>> Start Records for the task
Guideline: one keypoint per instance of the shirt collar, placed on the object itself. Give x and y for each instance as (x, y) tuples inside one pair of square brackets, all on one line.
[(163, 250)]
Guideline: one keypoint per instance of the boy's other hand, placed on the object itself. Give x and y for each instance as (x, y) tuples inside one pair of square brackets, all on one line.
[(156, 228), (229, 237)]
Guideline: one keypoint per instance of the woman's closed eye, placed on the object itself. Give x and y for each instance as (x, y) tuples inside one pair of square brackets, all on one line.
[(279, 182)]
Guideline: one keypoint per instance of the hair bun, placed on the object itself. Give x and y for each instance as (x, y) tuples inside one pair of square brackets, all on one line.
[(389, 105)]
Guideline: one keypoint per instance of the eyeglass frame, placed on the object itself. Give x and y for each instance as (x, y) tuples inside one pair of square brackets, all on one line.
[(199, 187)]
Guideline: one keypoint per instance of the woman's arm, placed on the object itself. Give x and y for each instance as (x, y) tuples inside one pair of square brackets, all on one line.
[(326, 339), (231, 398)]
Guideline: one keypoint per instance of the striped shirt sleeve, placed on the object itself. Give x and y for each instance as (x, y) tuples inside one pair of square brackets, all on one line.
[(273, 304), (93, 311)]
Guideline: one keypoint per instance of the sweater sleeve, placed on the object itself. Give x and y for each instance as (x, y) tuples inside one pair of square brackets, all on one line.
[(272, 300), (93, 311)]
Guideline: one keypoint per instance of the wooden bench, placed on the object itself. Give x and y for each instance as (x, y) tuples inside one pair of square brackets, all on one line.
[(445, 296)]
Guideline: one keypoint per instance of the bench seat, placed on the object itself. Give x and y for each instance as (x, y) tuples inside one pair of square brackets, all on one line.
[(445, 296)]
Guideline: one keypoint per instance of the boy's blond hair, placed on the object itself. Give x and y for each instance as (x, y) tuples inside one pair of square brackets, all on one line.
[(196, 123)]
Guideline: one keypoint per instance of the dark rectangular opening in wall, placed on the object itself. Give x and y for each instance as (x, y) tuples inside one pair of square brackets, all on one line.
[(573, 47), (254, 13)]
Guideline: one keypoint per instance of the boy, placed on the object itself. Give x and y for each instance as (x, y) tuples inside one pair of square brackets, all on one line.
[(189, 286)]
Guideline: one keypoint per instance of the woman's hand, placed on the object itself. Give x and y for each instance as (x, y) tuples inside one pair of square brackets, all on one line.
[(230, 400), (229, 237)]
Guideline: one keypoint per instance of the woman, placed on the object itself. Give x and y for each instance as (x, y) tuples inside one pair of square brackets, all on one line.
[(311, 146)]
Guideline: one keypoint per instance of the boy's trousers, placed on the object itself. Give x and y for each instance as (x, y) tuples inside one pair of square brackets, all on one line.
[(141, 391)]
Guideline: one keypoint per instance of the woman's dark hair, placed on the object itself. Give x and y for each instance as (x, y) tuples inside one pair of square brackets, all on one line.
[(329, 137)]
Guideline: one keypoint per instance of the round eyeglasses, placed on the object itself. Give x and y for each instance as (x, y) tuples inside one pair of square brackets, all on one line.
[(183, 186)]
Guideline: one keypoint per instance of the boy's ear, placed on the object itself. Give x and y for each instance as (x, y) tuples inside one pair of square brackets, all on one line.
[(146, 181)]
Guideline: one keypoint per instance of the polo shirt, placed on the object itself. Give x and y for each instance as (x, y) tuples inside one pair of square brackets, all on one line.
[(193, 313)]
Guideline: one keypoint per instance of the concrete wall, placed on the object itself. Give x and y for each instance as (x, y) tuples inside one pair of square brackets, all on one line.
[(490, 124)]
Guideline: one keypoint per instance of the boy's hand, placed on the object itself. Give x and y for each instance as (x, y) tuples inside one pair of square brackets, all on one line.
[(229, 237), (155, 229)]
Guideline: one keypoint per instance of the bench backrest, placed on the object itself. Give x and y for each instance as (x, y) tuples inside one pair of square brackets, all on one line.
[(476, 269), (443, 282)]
>> End Records for the task
__Task instructions__. Convert every one of the records into a two-column CSV with the header row instruction,answer, one row per record. Wrap each field in double quotes and replace any line breaks with spaces.

__Result of this task__.
instruction,answer
"Guideline: one keypoint per instance of the shirt collar, placed on the object itself. Give x and y for each instance as (x, y) tuples inside one pair of square brackets, all on one line.","[(163, 250)]"
"Guideline: one keypoint per instance of the boy's other hand, placed on the object itself. Give x and y for each instance as (x, y) tuples inside one pair of square brackets, all on one line.","[(156, 228), (229, 237)]"
"Guideline: one keypoint per instance of the woman's closed eye, placed on the object itself. Give x and y for each instance as (x, y) tuples inside one pair of square brackets, all on one line.","[(279, 182)]"
"Guideline: one keypoint per instance of the hair bun, placed on the object itself. Give x and y for each instance as (x, y) tuples inside one pair of square brackets, all on one line.","[(389, 105)]"
"Guideline: one keypoint per instance of the eyeglass frame, placed on the object itself. Give x and y for each instance as (x, y) tuples inside one pair of square brackets, all on one line.","[(199, 187)]"
"Guideline: one keypoint per instance of the woman's arm, placed on the object itself. Give x and y for each instance as (x, y) tuples inside one pair of square brackets, all on one line.","[(326, 339), (231, 398)]"
"Guideline: one keypoint per instance of the striped shirt sleeve, placed on the object itself. Give x and y for each instance as (x, y) tuples inside one pair of square brackets, all on one line.","[(273, 304), (93, 311)]"
"Guideline: one keypoint per instance of the sweater sleeve, placed on the object itself. Give x and y for each instance as (x, y) tuples inside one pair of square brackets, all on one line.","[(272, 300), (93, 311)]"
"Guideline: one keypoint per instance of the wooden bench, placed on the object itself. Give x and y for each instance as (x, y) tuples inside one pair of square brackets, all on one line.","[(445, 296)]"
"Guideline: one keypoint per instance of the bench seat, placed on the object itself. Give x and y for each instance as (x, y) tuples inside one pair of square brackets, all on one line.","[(445, 296)]"
"Guideline: one keypoint per instance of the boy's blond hair, placed on the object itself. Give x and y for each instance as (x, y) tuples inside one pair of square brackets, all on one line.","[(196, 123)]"
"Guideline: one keypoint per instance of the dark rectangular opening in wall, placed on the object itself. Give x and y for each instance as (x, y) tuples inside one pair of square brackets, all on one line.","[(573, 47), (254, 13)]"
"Guideline: one keypoint per instance of the boy, placed on the object itself. Give x and y for each instance as (x, y) tuples inside one pair of square brackets, all on one line.","[(189, 286)]"
"Guideline: one keypoint per instance of the woman's hand, placed on the object itself. Give x and y for each instance as (x, y) tuples inside one pair of square brackets, all on one line.","[(230, 400), (229, 237)]"
"Guideline: one keypoint per instance of the woman, placed on the object itself. Give x and y for each instance as (x, y) tuples inside one pair of square brackets, all on one line.","[(311, 146)]"
"Guideline: one keypoint per instance of the boy's trousers, placed on the object itself. Give x and y for each instance as (x, y) tuples inside one pair of square brackets, all on one line.","[(141, 391)]"
"Guideline: one keypoint per instance of the woman's dark hair, placed on the object itself. Give x and y for each instance as (x, y) tuples inside one pair of square brackets, all on one line.","[(329, 137)]"
"Guideline: one keypoint per instance of the round eyeglasses, placed on the object itself. Give x and y for each instance as (x, y) tuples inside one pair of square brackets, all on one line.","[(183, 186)]"
"Guideline: one keypoint per instance of the boy's ear, placed on the object itself. Give x and y for each instance as (x, y) tuples inside one pair of square brackets, all on one line.","[(146, 181)]"
"Guideline: one keypoint per instance of the polo shirt, placed on the object itself. Give x and y for each instance as (x, y) tuples inside one pair of square brackets, all on one line.","[(193, 313)]"
"Guideline: one keypoint per instance of the concrete wall, placed on the object itself. Give x and y for each instance as (x, y) tuples inside one pair of square brackets, all on one line.","[(490, 124)]"
"Guideline: one keypoint per instance of the boy's hand, placed on the object itself. Give x and y for each instance as (x, y) tuples inside one pair of square brackets, all on one line.","[(229, 237), (155, 229)]"
"Guideline: one keypoint per instance of the bench backrest, placed on the object itself. Give x and y for each instance as (x, y) tuples inside one pair of square brackets, all on one line.","[(476, 269), (443, 282)]"